◆ Stored dataset entries ◆

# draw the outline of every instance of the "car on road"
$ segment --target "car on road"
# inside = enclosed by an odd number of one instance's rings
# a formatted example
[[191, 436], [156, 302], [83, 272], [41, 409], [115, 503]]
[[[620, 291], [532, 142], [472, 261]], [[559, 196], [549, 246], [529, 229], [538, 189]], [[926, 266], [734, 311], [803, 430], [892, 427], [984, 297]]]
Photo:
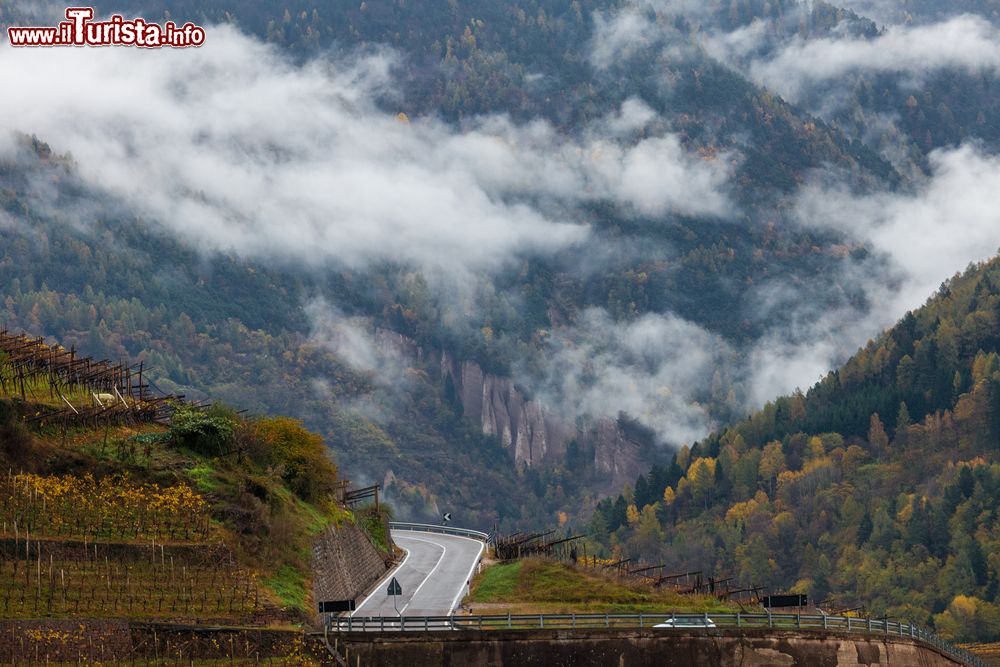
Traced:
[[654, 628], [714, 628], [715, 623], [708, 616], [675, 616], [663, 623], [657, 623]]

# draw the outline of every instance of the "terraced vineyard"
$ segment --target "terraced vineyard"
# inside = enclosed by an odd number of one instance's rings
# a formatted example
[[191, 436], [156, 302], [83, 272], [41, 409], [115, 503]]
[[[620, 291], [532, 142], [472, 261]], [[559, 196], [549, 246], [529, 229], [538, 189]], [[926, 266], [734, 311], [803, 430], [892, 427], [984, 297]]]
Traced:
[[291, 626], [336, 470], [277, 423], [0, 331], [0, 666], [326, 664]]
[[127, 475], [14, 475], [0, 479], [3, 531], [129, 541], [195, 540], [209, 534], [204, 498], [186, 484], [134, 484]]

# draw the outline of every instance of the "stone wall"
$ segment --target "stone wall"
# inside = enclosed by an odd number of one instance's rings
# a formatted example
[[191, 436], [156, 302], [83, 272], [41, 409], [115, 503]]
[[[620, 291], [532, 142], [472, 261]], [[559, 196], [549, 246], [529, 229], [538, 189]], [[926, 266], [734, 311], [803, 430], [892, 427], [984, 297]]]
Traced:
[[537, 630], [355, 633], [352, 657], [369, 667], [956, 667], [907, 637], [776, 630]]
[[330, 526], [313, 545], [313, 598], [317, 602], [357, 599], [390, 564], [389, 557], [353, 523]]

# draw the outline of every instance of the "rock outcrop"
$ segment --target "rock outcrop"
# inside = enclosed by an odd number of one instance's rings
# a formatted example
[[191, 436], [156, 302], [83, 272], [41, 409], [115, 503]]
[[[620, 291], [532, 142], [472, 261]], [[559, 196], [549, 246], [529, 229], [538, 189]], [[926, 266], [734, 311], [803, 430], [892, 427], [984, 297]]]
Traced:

---

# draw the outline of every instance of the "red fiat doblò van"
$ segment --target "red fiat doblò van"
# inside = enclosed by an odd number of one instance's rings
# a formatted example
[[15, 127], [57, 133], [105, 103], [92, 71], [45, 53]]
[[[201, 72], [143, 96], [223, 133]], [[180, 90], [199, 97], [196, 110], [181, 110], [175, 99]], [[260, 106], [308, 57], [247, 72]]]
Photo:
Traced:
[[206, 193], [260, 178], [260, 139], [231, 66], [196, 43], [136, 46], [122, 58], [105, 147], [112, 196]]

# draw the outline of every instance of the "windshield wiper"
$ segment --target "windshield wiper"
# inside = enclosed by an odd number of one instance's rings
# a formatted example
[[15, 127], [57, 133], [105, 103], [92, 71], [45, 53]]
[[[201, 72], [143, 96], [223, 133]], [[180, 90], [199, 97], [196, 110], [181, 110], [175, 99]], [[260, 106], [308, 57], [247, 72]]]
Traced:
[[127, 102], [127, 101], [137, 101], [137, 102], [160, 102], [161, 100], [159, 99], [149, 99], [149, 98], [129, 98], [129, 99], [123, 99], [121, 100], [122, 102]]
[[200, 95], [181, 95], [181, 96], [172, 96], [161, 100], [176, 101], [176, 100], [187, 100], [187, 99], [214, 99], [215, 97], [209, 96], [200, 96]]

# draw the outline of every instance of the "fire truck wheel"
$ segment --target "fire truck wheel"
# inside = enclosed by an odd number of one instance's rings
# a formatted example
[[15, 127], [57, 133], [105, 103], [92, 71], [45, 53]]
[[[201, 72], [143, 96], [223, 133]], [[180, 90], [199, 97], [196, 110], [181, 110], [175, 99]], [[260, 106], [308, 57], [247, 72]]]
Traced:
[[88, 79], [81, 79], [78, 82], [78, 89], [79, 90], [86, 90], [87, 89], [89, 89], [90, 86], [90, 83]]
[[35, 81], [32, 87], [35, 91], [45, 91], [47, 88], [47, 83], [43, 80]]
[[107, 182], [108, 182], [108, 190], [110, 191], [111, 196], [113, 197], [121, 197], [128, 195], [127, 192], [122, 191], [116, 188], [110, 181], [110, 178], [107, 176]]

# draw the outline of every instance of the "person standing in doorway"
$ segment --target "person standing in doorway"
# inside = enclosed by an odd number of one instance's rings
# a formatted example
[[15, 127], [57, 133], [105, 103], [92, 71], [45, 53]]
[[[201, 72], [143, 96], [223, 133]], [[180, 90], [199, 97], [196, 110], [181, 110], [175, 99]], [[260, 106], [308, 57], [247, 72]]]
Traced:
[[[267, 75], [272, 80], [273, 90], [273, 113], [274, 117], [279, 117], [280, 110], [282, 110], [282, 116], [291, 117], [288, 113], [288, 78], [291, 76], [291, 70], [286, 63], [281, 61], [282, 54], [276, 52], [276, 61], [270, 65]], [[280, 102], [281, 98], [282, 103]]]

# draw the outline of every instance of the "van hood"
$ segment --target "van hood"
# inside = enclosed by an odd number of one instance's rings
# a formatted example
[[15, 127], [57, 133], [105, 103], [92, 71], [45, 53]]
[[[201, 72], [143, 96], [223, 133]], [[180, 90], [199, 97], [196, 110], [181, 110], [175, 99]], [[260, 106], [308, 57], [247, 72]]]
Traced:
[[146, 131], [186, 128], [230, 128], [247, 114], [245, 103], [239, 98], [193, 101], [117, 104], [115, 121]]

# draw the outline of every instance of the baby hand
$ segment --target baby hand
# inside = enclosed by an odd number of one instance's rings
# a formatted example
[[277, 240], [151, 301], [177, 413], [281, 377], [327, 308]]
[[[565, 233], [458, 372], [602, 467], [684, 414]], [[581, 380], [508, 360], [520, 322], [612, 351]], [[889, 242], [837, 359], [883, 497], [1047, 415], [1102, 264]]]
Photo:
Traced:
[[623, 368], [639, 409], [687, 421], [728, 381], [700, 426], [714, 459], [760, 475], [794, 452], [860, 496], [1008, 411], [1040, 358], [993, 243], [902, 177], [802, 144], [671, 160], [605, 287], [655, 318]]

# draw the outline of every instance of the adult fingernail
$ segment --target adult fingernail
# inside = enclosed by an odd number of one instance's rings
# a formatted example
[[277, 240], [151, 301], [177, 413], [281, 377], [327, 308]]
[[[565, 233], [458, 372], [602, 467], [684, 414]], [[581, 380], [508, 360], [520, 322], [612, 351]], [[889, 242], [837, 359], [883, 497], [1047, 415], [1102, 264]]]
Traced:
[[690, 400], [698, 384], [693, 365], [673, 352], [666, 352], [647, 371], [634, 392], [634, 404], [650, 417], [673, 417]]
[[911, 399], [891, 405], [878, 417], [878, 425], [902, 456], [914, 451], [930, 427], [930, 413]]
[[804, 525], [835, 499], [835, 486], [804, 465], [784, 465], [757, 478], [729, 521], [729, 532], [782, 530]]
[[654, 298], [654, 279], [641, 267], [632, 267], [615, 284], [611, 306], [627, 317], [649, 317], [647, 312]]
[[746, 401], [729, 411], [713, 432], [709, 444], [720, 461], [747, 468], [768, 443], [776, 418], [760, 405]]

==

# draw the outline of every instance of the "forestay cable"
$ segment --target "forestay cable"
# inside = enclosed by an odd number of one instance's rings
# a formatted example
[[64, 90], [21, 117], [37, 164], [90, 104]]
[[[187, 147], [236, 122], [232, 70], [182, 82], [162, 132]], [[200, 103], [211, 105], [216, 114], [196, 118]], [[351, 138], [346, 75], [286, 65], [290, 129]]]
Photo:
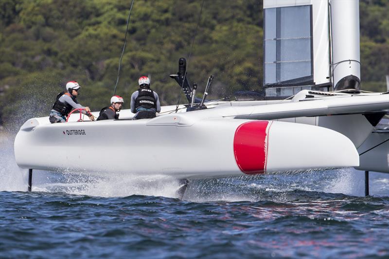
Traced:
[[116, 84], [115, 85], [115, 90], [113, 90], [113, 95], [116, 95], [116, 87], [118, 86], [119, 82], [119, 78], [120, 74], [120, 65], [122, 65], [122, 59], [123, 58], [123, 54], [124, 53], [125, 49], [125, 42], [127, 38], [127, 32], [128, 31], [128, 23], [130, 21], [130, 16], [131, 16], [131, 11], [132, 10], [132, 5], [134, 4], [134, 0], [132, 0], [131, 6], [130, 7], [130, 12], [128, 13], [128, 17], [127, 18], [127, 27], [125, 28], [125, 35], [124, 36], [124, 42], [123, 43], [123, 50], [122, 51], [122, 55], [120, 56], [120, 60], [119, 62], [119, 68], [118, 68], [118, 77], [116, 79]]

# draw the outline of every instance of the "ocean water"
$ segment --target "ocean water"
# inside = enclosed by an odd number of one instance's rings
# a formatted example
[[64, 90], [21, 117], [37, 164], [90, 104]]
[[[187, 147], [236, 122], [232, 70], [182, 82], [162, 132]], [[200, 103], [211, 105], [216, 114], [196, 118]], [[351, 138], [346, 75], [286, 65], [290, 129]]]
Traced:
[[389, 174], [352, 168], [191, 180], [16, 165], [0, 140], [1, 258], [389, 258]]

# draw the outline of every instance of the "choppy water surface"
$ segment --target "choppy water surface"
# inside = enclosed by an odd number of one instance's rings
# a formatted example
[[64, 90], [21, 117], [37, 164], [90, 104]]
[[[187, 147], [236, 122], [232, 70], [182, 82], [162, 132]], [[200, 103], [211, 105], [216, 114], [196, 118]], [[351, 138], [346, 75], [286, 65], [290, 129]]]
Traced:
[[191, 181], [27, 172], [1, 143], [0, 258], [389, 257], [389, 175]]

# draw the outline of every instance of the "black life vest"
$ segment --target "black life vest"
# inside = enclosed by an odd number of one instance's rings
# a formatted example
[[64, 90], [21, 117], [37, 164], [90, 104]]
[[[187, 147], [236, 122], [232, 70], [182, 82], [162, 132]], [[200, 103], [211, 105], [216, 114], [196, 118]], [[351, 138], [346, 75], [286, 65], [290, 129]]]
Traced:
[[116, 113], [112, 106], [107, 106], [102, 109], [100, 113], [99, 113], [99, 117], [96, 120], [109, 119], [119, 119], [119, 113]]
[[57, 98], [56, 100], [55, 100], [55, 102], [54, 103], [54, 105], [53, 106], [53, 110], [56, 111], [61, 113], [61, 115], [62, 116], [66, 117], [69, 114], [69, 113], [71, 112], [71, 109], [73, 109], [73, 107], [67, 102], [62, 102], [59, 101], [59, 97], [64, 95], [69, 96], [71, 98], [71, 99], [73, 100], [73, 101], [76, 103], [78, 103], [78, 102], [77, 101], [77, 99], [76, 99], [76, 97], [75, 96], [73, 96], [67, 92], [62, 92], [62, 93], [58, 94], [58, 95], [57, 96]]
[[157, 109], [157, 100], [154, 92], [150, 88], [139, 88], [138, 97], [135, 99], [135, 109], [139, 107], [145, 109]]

◆ EXERCISE DESCRIPTION ◆
Quote the lines of the entries above, beginning with the line that contains "# draw the outline of every instance of the baby" and continuing through the line that contains "287], [655, 318]]".

◆ WRITTEN ANSWER ◆
# draw the outline of every instance of the baby hand
$ segment --target baby hand
# inside = enclosed by an odd number of one instance's rings
# a formatted example
[[277, 240], [151, 301], [177, 413], [281, 377], [327, 308]]
[[[565, 233], [458, 372], [602, 467], [684, 414]], [[581, 380], [508, 360], [520, 322], [612, 351]], [[889, 242], [837, 359], [883, 497], [1047, 415], [1102, 264]]]
Photo:
Traced:
[[623, 368], [639, 409], [687, 421], [728, 381], [700, 426], [714, 459], [760, 475], [794, 452], [860, 496], [1008, 411], [1040, 358], [993, 243], [902, 177], [802, 144], [671, 160], [605, 287], [655, 318]]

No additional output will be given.